**BRIEF A:** According to the archival description of the Regent's semi-official records, what is the date range of the collection?

**EXTRACT TO READ:**
Kormányzó félhivatalos iratai

  • Semi-official Records of the Regent
Identifier
MNL OL K 589
Language of Description
English
Dates
1919 - 1944
Level of Description
Collection
Languages
  • German
  • Hungarian
Scripts
  • Latin
Source
EHRI

Extent and Medium

9 fasc., 1 vols., 1,29 linear metres

Creator(s)

Biographical History

Horthy, Miklós (1868–1957) was an Austro-Hungarian admiral and conservative Hungarian politician. After leading the 1919 counterrevolution, from March 1, 1920, to October 16, 1944 (in the so-called Horthy era), he was appointed head of state of the Hungarian Kingdom, holding the title of regent. The leitmotif of his foreign policy was the revision of the Trianon Peace Treaty. Following the German occupation (March 19, 1944), Horthy, under pressure from Berlin, appointed the collaborator government of Döme Sztójay and waived his right to ratify laws, thereby “washing his hands”: he was neither going to help nor hinder the flood of anti-Jewish regulations and measures. For this reason, he too bears considerable responsibility for the deportation of the Jews from the provinces. In early July 1944, he became active again and stopped the deportations, thereby saving Budapest Jews slated for transportation to Auschwitz. However, he later approved resumption of deportations, which were ultimately thwarted by Romania switching sides in the war in late August 1944. In the radically new military and political situation that arose, Horthy did not want to hand over any more Jews to Germany. He began preparing Hungary’s defection from the war, but the Germans forced him to cede power to Arrow Cross leader Ferenc Szálasi on October 15–16, 1944. Horthy testified as a witness during the Nuremberg Trials. He died in Portugal and was reburied in Hungary in 1993.

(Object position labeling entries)

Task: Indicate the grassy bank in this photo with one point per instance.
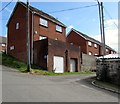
(12, 62)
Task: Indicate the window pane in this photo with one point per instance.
(12, 48)
(59, 28)
(3, 45)
(43, 22)
(42, 37)
(17, 25)
(95, 45)
(90, 53)
(89, 43)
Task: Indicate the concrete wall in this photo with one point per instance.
(88, 63)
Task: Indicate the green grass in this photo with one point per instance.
(53, 74)
(107, 85)
(12, 62)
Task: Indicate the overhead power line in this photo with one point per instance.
(6, 6)
(73, 8)
(110, 16)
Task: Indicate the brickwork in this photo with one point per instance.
(53, 48)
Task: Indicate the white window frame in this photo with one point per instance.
(95, 45)
(89, 43)
(42, 37)
(3, 45)
(17, 26)
(12, 47)
(90, 53)
(43, 22)
(107, 50)
(58, 28)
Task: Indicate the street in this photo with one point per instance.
(23, 87)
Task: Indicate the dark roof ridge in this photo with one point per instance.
(96, 41)
(40, 12)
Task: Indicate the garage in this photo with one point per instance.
(58, 64)
(73, 65)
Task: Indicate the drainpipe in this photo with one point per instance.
(32, 44)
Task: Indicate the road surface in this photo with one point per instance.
(22, 87)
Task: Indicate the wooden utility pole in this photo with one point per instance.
(28, 37)
(103, 31)
(99, 7)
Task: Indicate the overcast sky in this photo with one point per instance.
(85, 20)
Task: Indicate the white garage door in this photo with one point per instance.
(72, 65)
(58, 64)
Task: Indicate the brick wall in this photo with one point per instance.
(88, 63)
(51, 48)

**BRIEF B:** State only how many lines of the records contain the string "garage".

**CORRECT RESPONSE A:** 1919 - 1944

**CORRECT RESPONSE B:** 2